→ Exercise aim: Rewrite the stretch of lines from the very first through the line containing "120,200 -> 356,239", keeping the requests as they are, and offset every coordinate in the answers by adding 12 to it.

┌────────

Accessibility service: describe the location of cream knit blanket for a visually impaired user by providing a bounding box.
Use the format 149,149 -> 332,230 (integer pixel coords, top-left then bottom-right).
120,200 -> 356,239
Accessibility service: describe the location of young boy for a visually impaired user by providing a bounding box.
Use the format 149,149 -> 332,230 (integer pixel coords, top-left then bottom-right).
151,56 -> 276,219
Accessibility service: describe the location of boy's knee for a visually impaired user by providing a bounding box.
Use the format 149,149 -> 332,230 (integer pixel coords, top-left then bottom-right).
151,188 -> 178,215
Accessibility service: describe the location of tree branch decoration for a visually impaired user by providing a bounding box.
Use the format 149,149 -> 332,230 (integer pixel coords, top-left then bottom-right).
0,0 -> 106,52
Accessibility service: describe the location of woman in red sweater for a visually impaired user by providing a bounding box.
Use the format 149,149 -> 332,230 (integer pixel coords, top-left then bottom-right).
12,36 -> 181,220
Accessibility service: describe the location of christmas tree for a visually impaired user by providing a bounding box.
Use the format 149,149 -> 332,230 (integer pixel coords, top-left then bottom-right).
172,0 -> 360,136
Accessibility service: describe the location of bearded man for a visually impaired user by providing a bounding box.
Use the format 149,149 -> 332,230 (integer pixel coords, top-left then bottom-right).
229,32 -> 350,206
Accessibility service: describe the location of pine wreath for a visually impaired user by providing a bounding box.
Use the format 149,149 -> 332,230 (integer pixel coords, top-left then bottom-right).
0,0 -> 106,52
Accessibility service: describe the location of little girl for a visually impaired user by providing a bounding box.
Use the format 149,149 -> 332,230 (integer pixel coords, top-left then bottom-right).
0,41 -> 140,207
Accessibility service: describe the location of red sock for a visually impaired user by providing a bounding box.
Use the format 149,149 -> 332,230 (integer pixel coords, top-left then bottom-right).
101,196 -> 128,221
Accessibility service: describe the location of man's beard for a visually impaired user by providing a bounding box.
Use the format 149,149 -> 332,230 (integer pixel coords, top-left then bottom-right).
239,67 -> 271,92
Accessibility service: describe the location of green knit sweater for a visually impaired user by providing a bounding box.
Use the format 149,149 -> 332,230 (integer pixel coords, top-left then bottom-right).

└────────

→ Solved problem:
Accessibility service: describe the location of cream knit blanket for a visually impaired user by providing a bounding box.
Use the format 149,149 -> 332,230 (integer pixel coords, top-left then bottom-right).
132,212 -> 368,251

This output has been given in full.